== Segment start ==

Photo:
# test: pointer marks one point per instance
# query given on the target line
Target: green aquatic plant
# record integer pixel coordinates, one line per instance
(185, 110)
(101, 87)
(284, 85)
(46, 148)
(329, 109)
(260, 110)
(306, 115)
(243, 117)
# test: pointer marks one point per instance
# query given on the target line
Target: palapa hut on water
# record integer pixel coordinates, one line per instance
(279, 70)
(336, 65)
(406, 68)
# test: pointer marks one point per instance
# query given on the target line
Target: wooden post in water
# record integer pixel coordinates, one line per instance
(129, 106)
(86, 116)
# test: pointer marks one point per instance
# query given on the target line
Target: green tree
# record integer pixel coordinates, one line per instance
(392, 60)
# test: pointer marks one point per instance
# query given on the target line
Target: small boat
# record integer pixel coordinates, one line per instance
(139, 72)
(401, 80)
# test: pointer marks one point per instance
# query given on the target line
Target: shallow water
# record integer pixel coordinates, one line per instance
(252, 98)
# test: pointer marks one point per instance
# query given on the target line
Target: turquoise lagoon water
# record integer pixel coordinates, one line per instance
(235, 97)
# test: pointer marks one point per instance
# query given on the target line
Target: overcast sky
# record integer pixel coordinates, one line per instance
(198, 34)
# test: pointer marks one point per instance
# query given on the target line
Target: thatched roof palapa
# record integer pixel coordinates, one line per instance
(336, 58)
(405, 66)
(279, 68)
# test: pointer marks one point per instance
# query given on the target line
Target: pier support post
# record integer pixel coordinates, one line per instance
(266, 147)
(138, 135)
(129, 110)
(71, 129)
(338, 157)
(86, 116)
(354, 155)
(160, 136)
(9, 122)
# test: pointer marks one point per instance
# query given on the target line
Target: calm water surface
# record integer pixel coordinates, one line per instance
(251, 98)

== Segment end ==

• WHAT THIS TASK INVOLVES:
Produce the entries above once more, identical in every detail.

• ANSWER AREA:
Photo:
# test: pointer marks one point per instance
# query given on the target line
Target: green aquatic plant
# record integer pixel coordinates, one line per instance
(185, 110)
(101, 87)
(284, 85)
(46, 148)
(329, 109)
(260, 110)
(306, 115)
(243, 117)
# test: pointer marks one point per instance
# query given on the target line
Target: palapa hut on water
# record integer pixel coordinates, one line per instance
(279, 70)
(336, 65)
(406, 68)
# test: pointer marks one point per instance
# query given on the target line
Target: wooden post in water
# record integer pixel coordinates, one line per instance
(129, 106)
(86, 116)
# test: pointer marks one point per instance
# query given on the target line
Target: green tree
# record integer pixel coordinates, one line per instance
(392, 60)
# test: pointer marks one point per instance
# query given on the target line
Target: small boat
# record integer pixel coordinates, one line per instance
(139, 72)
(401, 80)
# test: pointer marks one point per instance
# query given on the target line
Target: shallow water
# record integer pixel coordinates, one line per instance
(252, 98)
# test: pointer marks one point per instance
# query given on the target line
Target: turquoise lagoon water
# record integer pixel coordinates, one line per instance
(235, 97)
# test: pointer marks one point per instance
# query given on the target line
Target: overcast sky
# record integer pixel coordinates, one line per instance
(198, 34)
# test: pointer marks one point per instance
# query given on the target line
Target: thatched roof palapa
# record integer pixel coordinates, one line per instance
(336, 58)
(405, 66)
(279, 68)
# test: pointer marks one point per instance
# query given on the target line
Target: pier support post
# record integer pixel coordinates, one line per instance
(266, 147)
(138, 135)
(129, 110)
(71, 129)
(338, 157)
(86, 116)
(354, 155)
(160, 136)
(9, 122)
# test: pointer marks one point per instance
# query given on the target line
Target: calm water surface
# record integer pixel coordinates, one line per instance
(251, 98)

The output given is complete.